(Collected data entries)
☆ ☆ ☆ ☆ ☆ ☆ ☆
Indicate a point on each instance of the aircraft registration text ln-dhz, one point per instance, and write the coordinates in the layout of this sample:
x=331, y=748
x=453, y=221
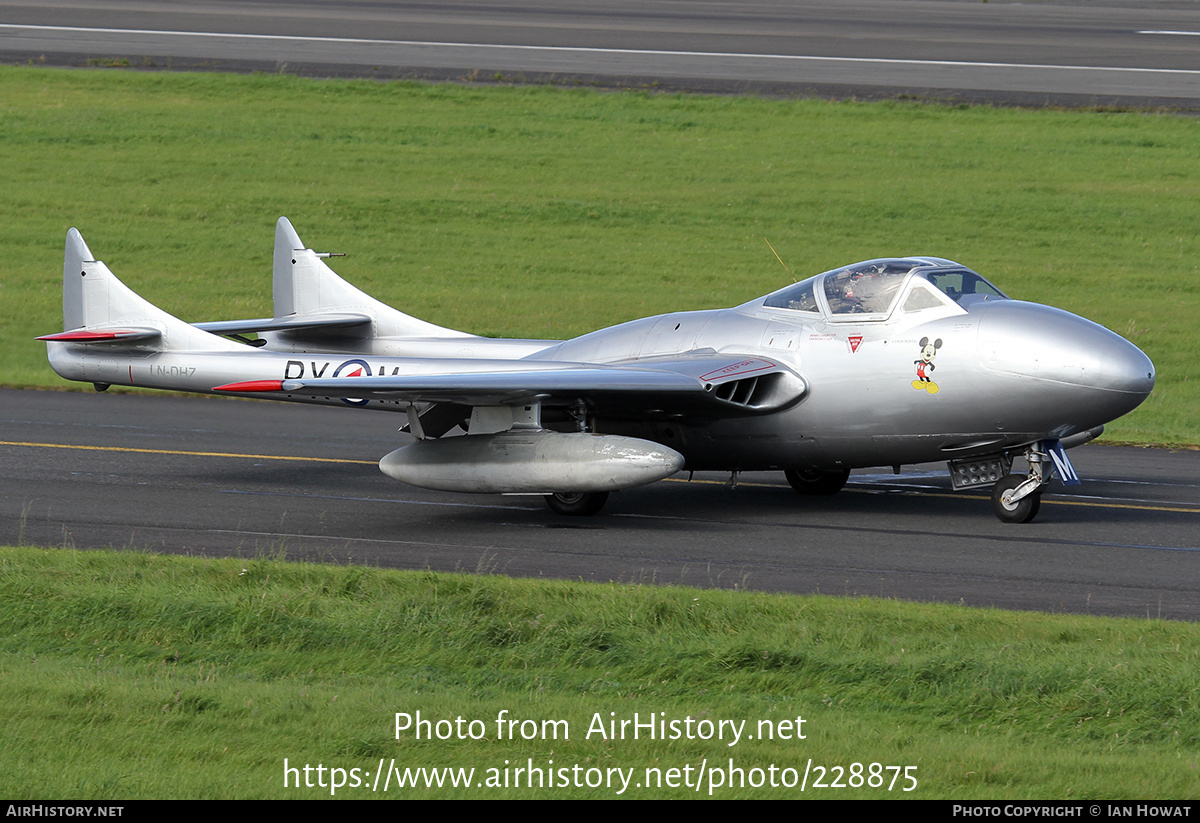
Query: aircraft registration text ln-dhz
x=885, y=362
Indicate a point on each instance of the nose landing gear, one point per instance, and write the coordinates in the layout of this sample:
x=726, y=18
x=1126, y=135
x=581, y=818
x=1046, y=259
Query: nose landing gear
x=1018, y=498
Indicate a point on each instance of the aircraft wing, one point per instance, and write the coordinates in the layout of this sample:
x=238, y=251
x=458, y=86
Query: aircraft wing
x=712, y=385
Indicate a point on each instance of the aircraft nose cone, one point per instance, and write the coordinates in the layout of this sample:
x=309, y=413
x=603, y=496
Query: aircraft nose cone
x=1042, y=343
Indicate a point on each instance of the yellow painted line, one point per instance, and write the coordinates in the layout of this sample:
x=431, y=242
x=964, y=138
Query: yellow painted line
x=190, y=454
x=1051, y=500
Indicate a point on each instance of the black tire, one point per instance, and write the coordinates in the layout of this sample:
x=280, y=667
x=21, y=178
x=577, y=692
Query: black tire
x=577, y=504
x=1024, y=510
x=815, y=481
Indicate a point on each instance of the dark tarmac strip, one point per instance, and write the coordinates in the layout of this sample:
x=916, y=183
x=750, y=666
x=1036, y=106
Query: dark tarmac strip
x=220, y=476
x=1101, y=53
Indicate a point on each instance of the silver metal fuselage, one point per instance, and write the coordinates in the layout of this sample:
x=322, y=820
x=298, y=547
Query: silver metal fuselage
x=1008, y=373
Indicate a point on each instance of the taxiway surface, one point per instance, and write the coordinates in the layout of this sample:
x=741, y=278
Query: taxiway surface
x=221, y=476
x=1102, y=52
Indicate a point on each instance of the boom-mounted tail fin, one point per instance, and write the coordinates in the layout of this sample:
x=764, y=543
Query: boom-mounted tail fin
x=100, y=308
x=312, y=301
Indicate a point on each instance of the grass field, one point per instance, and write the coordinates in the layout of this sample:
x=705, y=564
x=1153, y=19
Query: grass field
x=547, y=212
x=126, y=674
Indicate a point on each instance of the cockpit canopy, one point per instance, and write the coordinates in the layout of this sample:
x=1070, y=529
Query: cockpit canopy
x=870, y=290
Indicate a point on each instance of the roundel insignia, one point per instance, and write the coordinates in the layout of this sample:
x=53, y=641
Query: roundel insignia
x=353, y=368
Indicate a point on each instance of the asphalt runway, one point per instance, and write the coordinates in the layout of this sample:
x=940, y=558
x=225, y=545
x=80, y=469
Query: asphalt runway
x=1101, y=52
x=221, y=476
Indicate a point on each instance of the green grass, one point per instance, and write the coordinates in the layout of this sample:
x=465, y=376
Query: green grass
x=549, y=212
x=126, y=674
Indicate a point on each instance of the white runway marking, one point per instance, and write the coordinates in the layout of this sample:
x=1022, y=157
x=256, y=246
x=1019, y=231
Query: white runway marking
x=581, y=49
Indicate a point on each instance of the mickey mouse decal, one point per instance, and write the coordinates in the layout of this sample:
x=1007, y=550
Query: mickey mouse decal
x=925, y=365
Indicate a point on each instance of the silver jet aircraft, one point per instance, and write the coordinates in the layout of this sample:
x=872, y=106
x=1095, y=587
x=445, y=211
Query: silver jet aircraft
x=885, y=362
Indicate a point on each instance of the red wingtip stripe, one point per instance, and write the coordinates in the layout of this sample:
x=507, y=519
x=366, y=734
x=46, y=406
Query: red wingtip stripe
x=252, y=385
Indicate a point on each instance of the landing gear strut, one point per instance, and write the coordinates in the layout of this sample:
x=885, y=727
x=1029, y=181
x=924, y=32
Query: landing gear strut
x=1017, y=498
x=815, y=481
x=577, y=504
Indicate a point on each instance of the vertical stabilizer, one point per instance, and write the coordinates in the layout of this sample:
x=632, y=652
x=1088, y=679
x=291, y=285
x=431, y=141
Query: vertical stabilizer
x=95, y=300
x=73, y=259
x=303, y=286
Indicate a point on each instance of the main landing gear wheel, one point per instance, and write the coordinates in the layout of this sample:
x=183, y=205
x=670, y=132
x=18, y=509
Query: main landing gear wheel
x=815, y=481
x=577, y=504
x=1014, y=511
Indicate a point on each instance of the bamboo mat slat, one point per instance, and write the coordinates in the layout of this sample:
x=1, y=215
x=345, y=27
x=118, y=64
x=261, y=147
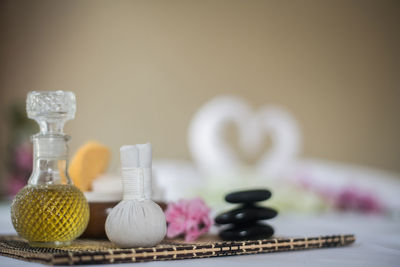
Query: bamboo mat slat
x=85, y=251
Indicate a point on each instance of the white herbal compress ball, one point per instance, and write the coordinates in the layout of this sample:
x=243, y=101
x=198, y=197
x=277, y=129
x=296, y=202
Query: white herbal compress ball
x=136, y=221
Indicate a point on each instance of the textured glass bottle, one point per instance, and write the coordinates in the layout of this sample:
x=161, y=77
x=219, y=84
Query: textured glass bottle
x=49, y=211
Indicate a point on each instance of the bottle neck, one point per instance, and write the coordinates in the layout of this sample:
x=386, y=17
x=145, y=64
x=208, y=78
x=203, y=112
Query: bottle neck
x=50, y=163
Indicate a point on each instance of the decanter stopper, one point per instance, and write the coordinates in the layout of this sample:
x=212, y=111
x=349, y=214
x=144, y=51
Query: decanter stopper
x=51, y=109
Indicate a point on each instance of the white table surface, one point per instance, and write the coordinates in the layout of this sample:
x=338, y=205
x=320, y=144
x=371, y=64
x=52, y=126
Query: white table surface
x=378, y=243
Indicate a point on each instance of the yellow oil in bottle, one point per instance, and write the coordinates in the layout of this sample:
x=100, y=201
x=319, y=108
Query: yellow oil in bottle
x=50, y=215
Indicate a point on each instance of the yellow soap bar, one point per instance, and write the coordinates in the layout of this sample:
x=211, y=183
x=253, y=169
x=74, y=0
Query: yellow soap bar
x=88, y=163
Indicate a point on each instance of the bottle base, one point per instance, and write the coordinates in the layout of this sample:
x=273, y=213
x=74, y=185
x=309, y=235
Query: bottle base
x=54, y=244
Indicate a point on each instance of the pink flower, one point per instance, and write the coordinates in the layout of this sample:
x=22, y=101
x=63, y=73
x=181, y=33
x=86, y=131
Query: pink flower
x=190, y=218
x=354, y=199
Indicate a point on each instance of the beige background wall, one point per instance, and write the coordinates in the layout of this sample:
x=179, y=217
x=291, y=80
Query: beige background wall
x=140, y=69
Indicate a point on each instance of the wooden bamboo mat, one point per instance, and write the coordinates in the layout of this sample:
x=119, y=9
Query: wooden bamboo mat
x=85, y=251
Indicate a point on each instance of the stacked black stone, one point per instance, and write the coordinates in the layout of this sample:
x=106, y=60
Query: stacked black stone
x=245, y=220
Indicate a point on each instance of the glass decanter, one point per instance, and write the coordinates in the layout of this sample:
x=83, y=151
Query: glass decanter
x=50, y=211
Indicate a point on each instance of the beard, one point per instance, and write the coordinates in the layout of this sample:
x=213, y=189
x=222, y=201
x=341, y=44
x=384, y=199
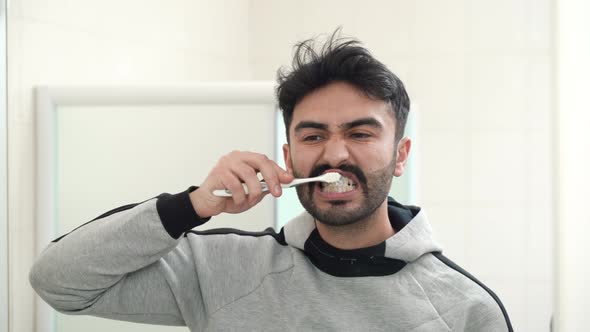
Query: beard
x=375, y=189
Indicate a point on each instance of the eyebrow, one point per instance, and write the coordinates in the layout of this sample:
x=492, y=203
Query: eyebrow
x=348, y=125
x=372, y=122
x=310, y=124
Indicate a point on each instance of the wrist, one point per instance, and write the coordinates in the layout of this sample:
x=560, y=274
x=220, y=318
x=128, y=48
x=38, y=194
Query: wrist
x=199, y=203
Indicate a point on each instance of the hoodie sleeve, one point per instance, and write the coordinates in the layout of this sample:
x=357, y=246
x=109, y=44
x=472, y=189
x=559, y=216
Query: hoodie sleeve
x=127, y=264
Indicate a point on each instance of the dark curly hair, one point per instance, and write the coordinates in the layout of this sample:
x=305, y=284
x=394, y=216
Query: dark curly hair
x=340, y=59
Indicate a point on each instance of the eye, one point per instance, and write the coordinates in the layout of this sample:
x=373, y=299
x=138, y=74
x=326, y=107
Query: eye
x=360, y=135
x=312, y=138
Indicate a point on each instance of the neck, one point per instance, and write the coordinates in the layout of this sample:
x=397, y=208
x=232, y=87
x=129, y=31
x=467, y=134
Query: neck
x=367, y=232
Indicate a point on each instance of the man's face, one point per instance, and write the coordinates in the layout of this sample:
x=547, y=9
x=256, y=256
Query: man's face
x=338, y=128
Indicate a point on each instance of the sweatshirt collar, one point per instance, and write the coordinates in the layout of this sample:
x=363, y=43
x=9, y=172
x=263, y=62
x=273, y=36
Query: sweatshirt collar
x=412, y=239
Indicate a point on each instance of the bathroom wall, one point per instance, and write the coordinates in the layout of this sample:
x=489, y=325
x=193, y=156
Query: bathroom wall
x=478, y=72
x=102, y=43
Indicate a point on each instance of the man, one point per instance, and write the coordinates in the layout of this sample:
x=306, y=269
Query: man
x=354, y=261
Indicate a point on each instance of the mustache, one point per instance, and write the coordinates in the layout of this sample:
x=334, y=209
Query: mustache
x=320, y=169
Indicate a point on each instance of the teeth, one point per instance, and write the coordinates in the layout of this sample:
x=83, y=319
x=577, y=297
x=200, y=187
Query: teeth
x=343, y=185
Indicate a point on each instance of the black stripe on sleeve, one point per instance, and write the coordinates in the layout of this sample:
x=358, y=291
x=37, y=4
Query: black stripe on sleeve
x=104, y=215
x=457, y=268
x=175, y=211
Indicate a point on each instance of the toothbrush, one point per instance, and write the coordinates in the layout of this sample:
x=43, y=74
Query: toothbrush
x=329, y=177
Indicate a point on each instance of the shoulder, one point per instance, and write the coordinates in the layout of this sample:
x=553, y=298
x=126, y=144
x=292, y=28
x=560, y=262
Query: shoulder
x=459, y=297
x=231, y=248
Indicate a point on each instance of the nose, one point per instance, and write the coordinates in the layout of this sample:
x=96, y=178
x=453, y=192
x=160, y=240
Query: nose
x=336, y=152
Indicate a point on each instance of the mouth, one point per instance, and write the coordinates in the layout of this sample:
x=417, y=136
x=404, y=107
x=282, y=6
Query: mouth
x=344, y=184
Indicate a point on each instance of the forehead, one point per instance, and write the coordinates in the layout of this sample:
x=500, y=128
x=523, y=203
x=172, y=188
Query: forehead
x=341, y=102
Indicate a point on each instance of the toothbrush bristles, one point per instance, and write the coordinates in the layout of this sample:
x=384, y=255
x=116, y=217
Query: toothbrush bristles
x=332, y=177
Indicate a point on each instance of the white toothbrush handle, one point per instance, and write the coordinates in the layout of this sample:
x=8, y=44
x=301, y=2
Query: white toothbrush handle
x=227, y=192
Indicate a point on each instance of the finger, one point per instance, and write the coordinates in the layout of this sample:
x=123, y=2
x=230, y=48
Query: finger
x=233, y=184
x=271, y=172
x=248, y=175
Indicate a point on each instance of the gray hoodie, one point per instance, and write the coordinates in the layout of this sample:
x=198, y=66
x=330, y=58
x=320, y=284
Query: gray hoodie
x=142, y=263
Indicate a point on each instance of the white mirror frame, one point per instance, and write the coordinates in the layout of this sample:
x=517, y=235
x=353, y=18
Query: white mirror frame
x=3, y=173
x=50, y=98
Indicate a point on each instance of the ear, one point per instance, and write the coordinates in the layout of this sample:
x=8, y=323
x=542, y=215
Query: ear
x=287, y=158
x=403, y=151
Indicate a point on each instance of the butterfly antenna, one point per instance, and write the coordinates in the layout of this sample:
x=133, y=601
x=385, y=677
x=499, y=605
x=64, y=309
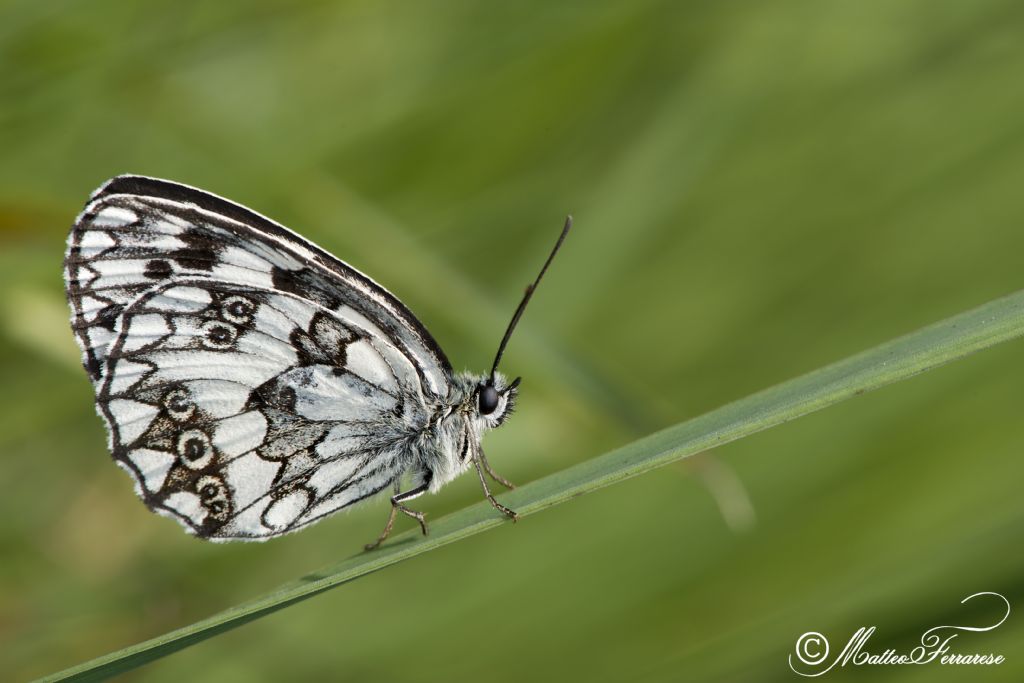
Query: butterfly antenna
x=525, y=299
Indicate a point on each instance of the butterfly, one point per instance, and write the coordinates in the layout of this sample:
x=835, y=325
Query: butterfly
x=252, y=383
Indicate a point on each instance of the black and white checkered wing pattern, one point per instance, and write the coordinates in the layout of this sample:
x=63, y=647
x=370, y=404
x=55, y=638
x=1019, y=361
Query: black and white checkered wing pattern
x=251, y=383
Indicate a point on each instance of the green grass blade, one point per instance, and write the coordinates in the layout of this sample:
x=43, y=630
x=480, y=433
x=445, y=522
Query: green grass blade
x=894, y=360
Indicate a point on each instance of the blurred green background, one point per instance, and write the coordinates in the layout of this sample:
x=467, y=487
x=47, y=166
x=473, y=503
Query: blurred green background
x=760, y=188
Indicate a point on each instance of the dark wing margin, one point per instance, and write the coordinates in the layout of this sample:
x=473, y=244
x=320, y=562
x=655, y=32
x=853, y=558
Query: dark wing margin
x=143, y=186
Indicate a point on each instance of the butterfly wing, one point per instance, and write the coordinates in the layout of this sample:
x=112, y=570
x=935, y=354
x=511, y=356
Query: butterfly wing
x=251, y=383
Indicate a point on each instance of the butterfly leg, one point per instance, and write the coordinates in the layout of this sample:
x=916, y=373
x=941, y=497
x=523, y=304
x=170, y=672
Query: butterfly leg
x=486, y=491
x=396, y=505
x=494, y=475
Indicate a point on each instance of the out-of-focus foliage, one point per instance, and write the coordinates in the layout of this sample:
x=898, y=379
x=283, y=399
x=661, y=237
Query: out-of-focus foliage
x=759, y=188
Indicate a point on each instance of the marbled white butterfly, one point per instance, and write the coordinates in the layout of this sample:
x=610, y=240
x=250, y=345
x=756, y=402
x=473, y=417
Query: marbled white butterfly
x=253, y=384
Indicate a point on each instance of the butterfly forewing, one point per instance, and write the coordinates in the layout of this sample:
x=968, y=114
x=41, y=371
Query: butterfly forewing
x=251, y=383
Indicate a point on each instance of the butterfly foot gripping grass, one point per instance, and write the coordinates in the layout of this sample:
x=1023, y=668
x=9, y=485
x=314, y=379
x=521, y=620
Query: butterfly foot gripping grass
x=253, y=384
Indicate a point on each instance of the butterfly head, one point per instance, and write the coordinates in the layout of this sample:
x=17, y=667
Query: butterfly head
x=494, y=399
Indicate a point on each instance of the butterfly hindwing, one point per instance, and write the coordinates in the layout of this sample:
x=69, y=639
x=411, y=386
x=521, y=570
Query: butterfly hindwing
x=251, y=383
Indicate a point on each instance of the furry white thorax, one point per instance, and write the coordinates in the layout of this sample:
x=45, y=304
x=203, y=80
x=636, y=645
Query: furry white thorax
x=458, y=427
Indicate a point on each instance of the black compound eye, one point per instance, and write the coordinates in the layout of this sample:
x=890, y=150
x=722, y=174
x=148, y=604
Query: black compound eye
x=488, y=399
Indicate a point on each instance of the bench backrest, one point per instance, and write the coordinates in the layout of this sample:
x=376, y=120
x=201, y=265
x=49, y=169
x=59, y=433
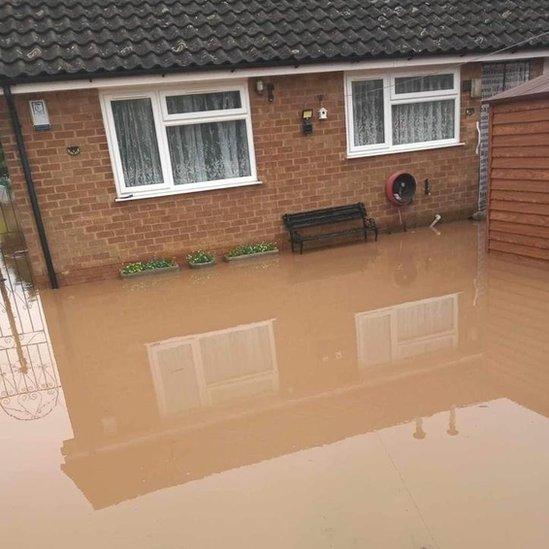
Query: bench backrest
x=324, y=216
☆ ☆ ☆ ☆ ☆ ☆ ☆
EXERCISE DIRECTIONS:
Output the lines above exactly, but only those between the line holding "Indicate a point on each instance of the nose landing" and the line holding "x=298, y=547", inclusive.

WRITTEN SOLUTION:
Indicate a point on each instance of the nose landing gear, one point per instance, and write the coordinates in the layout of this sample:
x=726, y=18
x=1126, y=135
x=581, y=818
x=1046, y=259
Query: nose landing gear
x=1018, y=498
Indicate a point on each instance of the aircraft wing, one point per instance, and write the coordinates in the layout of this sample:
x=238, y=251
x=458, y=86
Query: aircraft wing
x=712, y=385
Indicate a point on each instance of the aircraft nose cone, one point per instance, and write the coordinates in the layout of this sample:
x=309, y=413
x=603, y=496
Query: aircraft nose cone
x=1042, y=343
Indicate a point on each instance of the yellow painted line, one point per instance, and write the coordinates in the layout of this sample:
x=431, y=242
x=964, y=138
Query: yellow painted line
x=190, y=454
x=1051, y=500
Indicate a point on each instance of the black tire, one point per instance, and write the coordinates in the layout of this sample:
x=280, y=667
x=21, y=178
x=577, y=692
Query: black tire
x=577, y=504
x=1024, y=510
x=815, y=481
Indicate a point on each instance of the dark tarmac strip, one point per instance, and write the coordinates in the layout of this sample:
x=916, y=183
x=750, y=666
x=1036, y=106
Query: dark tarmac strip
x=220, y=476
x=1101, y=53
Indicate a point on each instance of the silver metal fuselage, one point per instance, and write the coordinates in the layout of this sample:
x=322, y=820
x=298, y=547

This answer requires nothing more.